» Records

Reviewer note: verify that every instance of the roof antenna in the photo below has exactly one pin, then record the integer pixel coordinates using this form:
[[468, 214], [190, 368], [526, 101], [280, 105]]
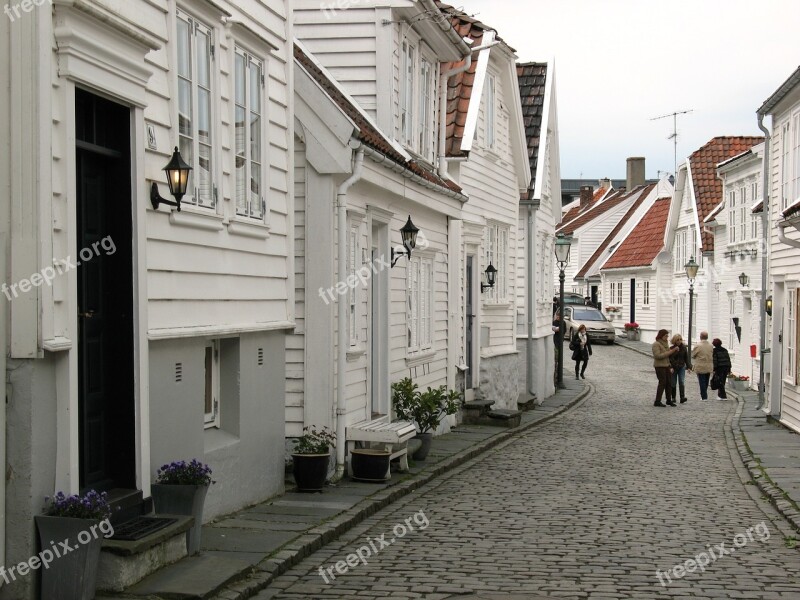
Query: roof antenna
--
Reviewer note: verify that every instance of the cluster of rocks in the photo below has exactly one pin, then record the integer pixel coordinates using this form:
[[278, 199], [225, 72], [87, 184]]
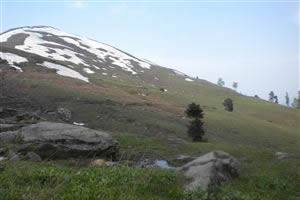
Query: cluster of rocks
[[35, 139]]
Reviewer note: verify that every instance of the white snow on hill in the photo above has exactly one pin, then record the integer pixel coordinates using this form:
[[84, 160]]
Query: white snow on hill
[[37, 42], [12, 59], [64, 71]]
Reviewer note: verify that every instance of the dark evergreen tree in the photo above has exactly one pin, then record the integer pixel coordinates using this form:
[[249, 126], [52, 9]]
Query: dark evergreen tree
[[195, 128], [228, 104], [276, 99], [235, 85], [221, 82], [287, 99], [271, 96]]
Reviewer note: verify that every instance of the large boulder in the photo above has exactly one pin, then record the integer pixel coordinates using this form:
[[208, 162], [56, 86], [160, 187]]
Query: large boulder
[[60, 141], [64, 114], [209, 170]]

» Task requirements
The line holding "Reviewer note: verify that every instance of the roof" starts the copy and the line holding "Query: roof antenna" ends it. Repeat those two lines above and all between them exactly, leaving out pictures.

» Exercise response
Reviewer note: verify that every instance of the roof antenna in the photo below has exactly one pin, then record the integer pixel coordinates using this form:
[[468, 214], [190, 368], [526, 101], [280, 105]]
Query: roof antenna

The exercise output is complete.